Rewrite the records below from the line containing "sofa, including partially occluded ones." through the line containing "[151,135,240,207]", substituting "fluffy rug" for "shaggy area rug" and leaving everything else unchanged. Return only those lines.

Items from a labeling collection
──────────

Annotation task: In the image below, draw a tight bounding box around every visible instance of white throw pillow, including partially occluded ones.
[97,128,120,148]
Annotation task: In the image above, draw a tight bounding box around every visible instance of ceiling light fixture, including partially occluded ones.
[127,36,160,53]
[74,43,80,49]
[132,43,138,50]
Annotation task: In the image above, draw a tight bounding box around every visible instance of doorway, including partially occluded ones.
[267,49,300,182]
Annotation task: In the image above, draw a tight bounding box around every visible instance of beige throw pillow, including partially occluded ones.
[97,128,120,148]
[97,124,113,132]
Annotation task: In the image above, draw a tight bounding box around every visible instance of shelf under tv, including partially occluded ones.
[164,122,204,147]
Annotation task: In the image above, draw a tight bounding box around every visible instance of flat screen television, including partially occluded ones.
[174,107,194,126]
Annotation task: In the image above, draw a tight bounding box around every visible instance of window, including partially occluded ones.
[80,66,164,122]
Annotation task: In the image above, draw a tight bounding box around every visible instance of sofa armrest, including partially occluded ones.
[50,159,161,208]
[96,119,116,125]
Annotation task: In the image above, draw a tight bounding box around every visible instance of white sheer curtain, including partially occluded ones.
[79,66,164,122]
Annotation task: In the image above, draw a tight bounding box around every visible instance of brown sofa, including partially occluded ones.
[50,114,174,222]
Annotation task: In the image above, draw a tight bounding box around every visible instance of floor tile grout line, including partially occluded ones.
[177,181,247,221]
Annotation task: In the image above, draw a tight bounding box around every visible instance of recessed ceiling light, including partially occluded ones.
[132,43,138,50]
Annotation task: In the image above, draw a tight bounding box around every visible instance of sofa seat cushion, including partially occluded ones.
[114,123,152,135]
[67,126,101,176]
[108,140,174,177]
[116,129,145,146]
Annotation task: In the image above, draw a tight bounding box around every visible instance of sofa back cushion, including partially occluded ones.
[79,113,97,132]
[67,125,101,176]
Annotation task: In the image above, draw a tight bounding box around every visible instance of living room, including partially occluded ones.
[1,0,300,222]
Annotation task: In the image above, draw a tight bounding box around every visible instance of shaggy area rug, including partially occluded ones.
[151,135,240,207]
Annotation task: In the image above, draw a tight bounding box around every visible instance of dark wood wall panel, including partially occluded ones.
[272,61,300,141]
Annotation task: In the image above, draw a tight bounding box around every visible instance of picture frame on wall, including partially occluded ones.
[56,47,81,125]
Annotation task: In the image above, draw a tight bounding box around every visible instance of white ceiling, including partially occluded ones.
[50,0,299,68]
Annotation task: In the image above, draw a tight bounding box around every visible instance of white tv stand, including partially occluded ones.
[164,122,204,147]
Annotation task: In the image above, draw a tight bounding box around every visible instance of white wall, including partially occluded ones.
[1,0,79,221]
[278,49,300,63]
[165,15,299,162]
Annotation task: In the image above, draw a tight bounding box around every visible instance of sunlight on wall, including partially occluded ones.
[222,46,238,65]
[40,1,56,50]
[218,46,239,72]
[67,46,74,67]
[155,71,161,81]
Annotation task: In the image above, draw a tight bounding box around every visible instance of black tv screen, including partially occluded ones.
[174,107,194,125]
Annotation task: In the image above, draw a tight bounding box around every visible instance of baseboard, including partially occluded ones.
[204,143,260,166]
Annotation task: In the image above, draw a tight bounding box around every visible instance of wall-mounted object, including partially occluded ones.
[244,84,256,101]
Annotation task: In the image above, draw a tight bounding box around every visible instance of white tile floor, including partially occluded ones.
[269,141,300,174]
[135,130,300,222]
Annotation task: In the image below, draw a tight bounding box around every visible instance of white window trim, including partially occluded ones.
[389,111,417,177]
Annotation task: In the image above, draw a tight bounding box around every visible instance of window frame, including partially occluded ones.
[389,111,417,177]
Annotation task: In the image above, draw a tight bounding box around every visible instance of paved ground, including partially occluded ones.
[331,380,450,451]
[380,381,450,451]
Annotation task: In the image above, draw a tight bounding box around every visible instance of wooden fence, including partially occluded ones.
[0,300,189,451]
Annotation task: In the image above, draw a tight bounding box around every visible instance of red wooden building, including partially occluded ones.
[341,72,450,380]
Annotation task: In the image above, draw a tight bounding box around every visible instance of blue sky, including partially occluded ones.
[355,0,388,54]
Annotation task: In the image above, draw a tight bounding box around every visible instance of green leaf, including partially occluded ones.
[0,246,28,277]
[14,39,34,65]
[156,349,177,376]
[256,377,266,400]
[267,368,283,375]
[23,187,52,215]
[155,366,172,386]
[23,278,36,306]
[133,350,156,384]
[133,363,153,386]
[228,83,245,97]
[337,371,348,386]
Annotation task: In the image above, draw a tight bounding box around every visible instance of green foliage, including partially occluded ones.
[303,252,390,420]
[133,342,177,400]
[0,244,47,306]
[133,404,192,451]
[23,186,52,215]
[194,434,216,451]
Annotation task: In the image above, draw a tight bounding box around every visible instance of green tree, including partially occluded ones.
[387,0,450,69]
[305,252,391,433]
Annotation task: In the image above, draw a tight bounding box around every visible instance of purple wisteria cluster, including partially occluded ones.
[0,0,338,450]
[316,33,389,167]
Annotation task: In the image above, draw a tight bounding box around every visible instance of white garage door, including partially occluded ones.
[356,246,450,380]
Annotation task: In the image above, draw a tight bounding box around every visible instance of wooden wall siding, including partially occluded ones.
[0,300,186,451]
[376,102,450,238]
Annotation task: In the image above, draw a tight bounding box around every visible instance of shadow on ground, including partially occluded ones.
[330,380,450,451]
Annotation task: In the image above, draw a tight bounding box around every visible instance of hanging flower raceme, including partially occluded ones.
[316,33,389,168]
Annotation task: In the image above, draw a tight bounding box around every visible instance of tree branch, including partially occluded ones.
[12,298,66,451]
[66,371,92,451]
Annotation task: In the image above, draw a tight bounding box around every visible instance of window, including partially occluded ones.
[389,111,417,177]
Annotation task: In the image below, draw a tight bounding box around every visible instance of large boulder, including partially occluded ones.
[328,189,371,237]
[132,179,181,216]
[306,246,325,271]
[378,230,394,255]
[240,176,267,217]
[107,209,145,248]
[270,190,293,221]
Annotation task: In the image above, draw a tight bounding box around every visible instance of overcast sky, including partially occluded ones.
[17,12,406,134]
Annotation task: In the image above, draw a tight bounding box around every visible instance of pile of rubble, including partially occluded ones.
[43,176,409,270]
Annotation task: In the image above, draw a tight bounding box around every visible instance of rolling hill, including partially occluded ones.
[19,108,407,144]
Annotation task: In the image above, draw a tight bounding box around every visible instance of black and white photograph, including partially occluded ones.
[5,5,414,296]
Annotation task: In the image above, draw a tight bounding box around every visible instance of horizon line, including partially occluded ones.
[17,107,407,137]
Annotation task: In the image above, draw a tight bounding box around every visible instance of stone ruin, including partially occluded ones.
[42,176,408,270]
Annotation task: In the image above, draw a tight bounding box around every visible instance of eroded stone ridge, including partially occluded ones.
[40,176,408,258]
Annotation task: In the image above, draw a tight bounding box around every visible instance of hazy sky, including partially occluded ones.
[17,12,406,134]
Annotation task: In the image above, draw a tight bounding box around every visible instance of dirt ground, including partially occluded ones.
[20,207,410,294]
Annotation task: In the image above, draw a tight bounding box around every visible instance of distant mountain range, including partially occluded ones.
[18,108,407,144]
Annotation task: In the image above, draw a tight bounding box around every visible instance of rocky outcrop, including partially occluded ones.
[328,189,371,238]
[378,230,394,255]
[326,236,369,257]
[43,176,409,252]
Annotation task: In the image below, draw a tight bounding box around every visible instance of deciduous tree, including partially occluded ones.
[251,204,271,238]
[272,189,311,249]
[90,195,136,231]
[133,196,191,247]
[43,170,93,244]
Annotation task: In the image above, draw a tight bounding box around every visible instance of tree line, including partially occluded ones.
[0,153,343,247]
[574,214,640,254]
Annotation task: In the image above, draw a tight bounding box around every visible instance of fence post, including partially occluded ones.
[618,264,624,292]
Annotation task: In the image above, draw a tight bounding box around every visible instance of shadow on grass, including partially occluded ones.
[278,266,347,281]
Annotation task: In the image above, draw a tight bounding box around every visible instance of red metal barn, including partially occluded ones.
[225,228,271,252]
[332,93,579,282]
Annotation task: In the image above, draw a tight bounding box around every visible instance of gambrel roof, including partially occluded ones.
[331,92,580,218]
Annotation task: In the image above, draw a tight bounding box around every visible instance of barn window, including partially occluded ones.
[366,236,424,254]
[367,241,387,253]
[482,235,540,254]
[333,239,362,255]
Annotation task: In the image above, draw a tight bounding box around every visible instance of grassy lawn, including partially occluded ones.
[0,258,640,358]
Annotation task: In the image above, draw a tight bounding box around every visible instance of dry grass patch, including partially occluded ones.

──────────

## [ANSWER FOR THE TASK]
Annotation task: In the image above, draw a tight bounding box around every visible instance of brown sofa, including partially occluded ones.
[50,114,174,222]
Annotation task: In the image above, draw a tight bounding box around every visible instance of floor tile grout line, including partially occluded ones.
[177,181,247,221]
Annotation task: In the image above, draw a tight bounding box around every visible instance of recessed ceiling light, including partially occluded ones.
[132,43,138,50]
Annotation task: In the image above, draw a tight bounding box around every visible instance of sofa seat cushion, including partially occluded ones.
[114,123,152,135]
[67,126,101,176]
[108,140,174,177]
[116,129,145,146]
Annotation task: In the image above, draw a tight bounding box around every visible instance of sofa back cushion, including partially occluded ones.
[79,113,97,132]
[67,125,101,176]
Annotation task: In the image above, draw a tight bounding box around every visible instance of living room, including partially occluded ones.
[1,0,300,222]
Annotation task: In the image above, draw a tight bounding box around every visible instance of fluffy rug, including partially occluded ones.
[151,135,240,207]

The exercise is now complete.